Plutôt que de construire théoriquement les conditions nécessaires à la réalisation de la démocratie, Axel Honneth préfère essayer d’identifier parmi les institutions sociales déjà existantes celles qui favorisent chez les individus la formation d’une conscience démocratique. A ce titre, il appelle à diriger notre attention vers la division du travail social.
Cette démarche qui consiste à rechercher au sein des sociétés, les agencements sociaux qui matérialisent un début d’organisation démocratique, Axel Honneth l’appelle « démarche de reconstruction normative ».
Dimension politique de la division du travail
Dans le régime capitaliste, la division du travail social joue un rôle central dans la détermination des rapports sociaux. Les statuts des individus et les différentes formes de pouvoir qu’ils peuvent exercer dépendent des places qu’ils occupent dans cette division, qu’ils soient médecins, ouvriers, chefs d’entreprises ou policiers…
La division du travail possède donc, dans nos sociétés, une dimension politique.
Comment cette centralité politique du travail peut-elle favoriser une organisation démocratique de la société ?
F. Fischbach, Travail et éthicité démocratique, Travailler, 2016/2 n°36
Il faut d’abord éviter deux erreurs qui peuvent avoir des conséquences contraires au but visé. Pour Franck Fischbach, la première erreur consiste à réduire le travail à sa définition capitaliste.
Travail abstrait
Dans la pensée capitaliste, le seul travail reconnu comme tel est le travail abstrait. Seules les activités qui permettent de faire rendre la valeur du capital (machines, équipements, terres agricoles…) sont considérées comme du travail.
Selon cette idéologie, les activités de soin prodiguées à un parent âgé ne sont pas considérées comme du travail. Il s’agit pourtant d’un travail concret. En revanche, les mêmes activités exercées, contre rémunération, au sein d’Ehpad appartenant à des établissements financiers bénéficient du statut de travail.
L’idéologie capitaliste affirme bien la valeur sociale du travail. Mais c’est pour l’attribuer uniquement aux capitalistes et la retirer aux travailleurs.

[Enregistrements issus d'une collecte de données]
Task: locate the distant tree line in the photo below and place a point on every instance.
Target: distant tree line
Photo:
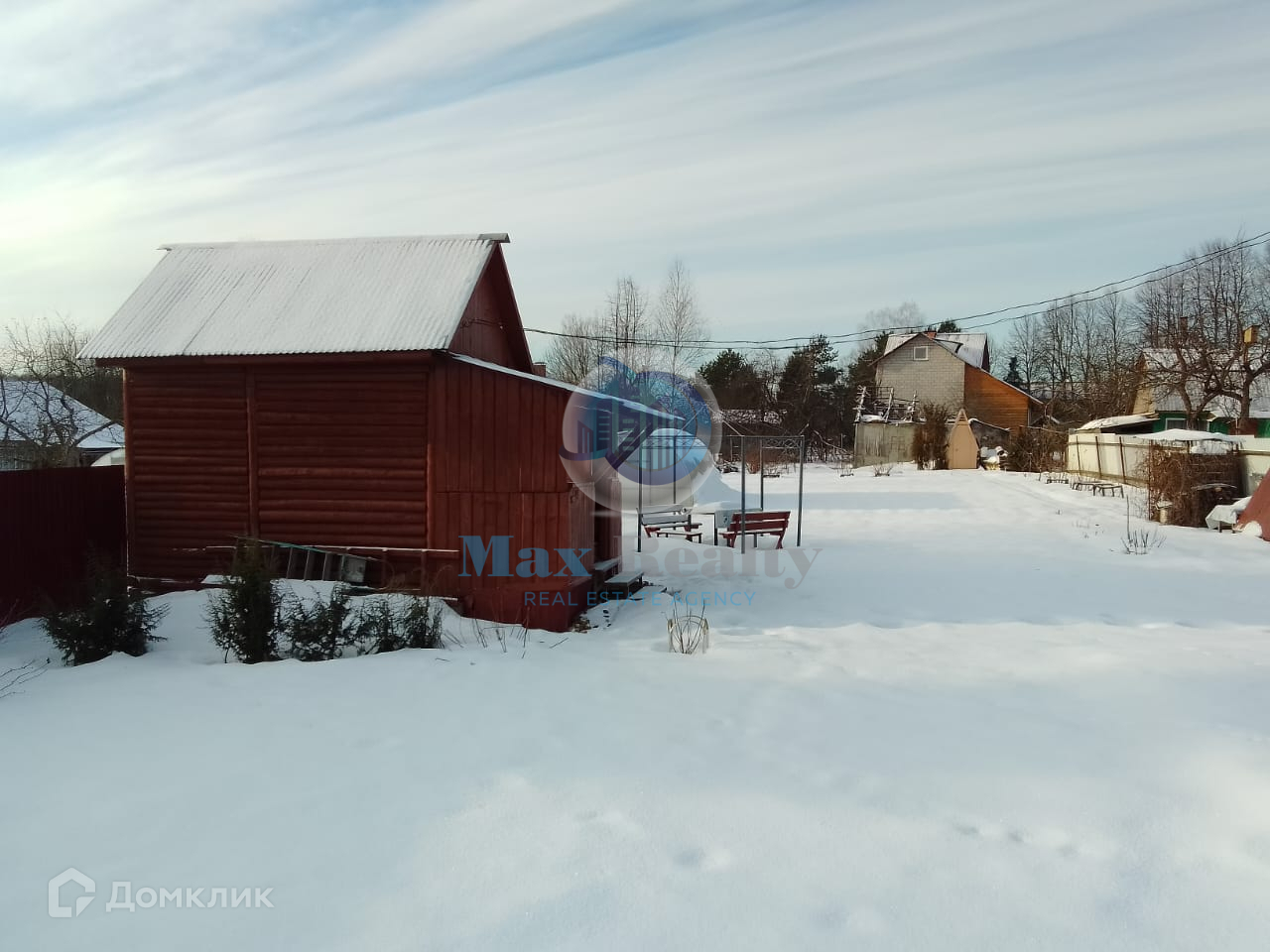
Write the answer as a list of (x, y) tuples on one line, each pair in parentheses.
[(42, 384), (1201, 327), (1201, 330)]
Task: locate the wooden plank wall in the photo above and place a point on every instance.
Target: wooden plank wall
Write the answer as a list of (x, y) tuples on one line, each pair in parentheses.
[(490, 327), (340, 454), (187, 458), (993, 402), (495, 467)]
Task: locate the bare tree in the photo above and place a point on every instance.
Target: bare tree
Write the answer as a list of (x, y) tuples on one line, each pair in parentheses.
[(576, 354), (1206, 331), (44, 388), (680, 324), (630, 324)]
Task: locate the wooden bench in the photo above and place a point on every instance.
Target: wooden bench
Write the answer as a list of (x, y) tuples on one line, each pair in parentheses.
[(756, 525), (676, 524)]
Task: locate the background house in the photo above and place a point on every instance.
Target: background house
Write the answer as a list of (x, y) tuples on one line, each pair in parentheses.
[(368, 395), (952, 370), (42, 426), (1169, 393)]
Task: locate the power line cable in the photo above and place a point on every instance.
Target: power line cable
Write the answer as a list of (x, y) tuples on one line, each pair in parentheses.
[(1002, 315)]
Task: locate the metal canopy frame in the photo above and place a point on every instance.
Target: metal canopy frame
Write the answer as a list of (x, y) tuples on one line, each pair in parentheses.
[(781, 442)]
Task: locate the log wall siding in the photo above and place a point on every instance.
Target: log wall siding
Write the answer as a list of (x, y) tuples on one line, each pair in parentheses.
[(310, 454), (340, 454), (187, 451), (397, 454)]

- Travail demandé -
Dans l'extrait sur la division du travail, quel nom Axel Honneth donne-t-il à la démarche qui consiste à rechercher au sein des sociétés les agencements sociaux qui matérialisent un début d'organisation démocratique ?

- Réponse -
Il la nomme « démarche de reconstruction normative ».